_What the task requires_. Look below for the line holding "[(420, 479), (241, 404), (204, 709)]" and the line holding "570), (1220, 693)]]". Transcribe exactly those lines and all lines between them, nothing more.

_Given entries_.
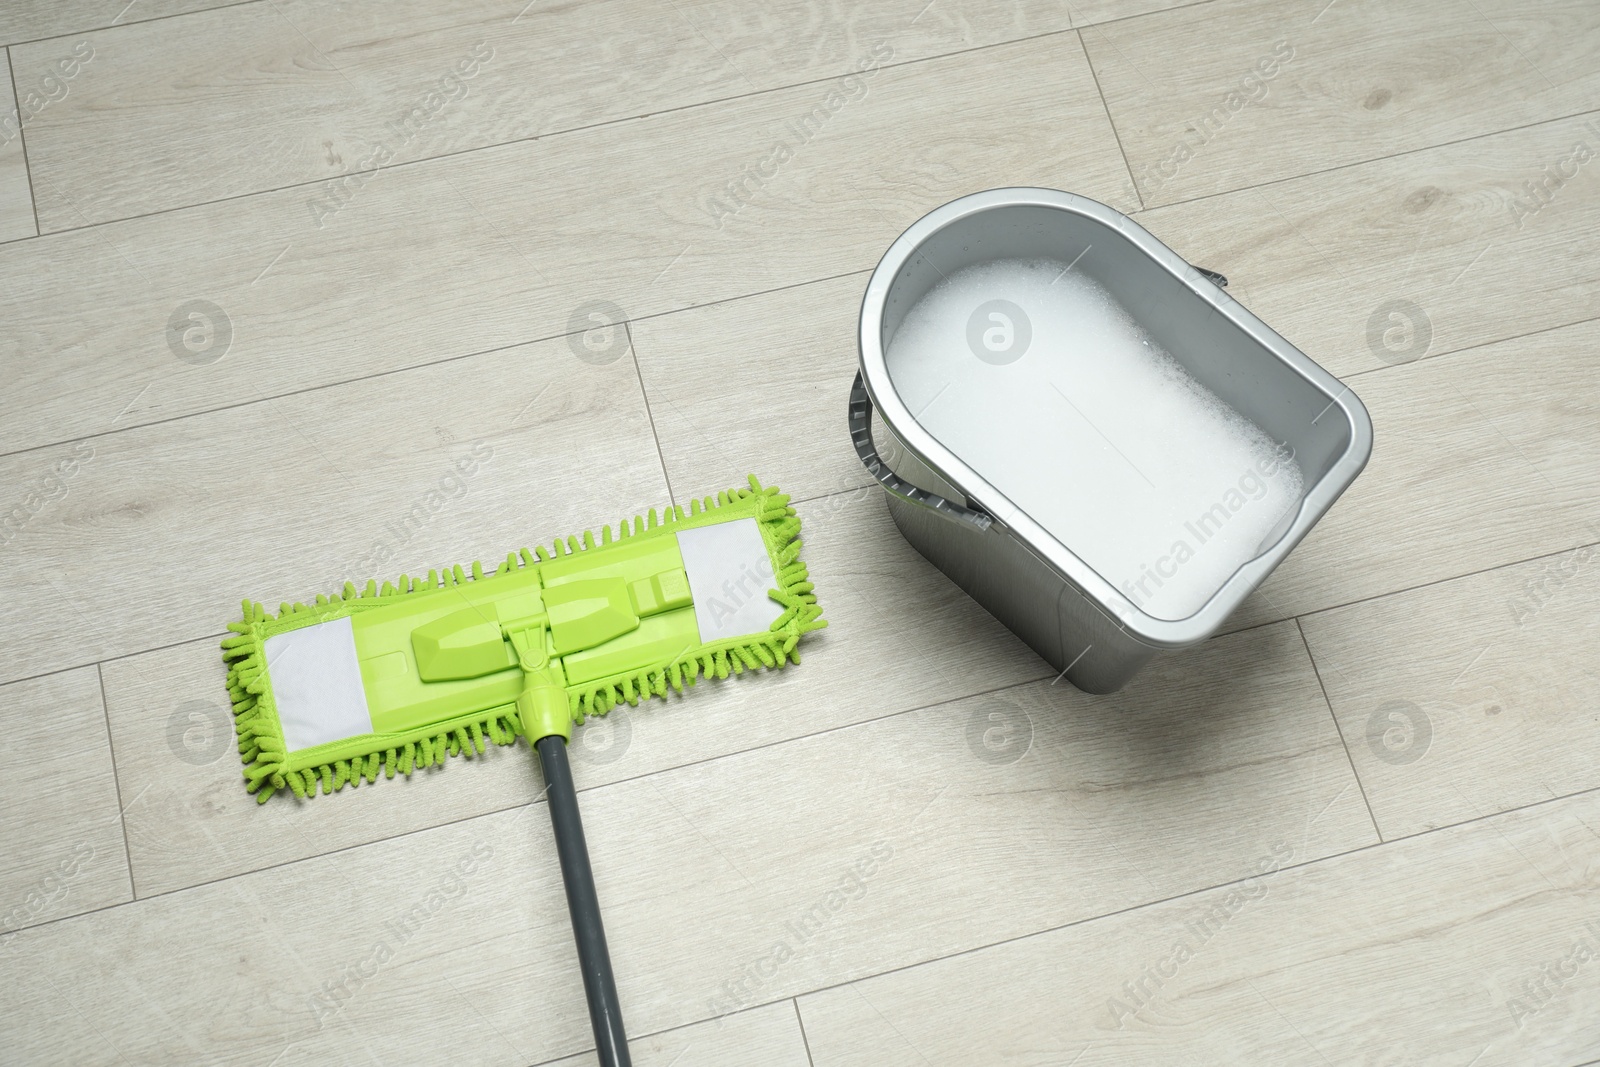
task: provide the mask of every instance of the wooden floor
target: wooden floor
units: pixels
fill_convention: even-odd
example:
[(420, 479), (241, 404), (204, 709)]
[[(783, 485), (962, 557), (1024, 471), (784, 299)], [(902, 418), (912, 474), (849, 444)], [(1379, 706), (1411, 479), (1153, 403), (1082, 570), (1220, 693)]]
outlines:
[[(831, 628), (574, 742), (636, 1063), (1600, 1063), (1594, 0), (8, 0), (0, 44), (0, 1060), (593, 1063), (526, 748), (258, 806), (217, 642), (755, 471)], [(1007, 185), (1227, 274), (1375, 424), (1115, 696), (846, 433), (868, 272)]]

_Written reply_.
[(420, 479), (241, 404), (204, 709)]
[[(783, 485), (962, 557), (1024, 471), (784, 299)], [(902, 418), (912, 474), (849, 444)], [(1379, 706), (1411, 479), (1153, 403), (1082, 570), (1220, 693)]]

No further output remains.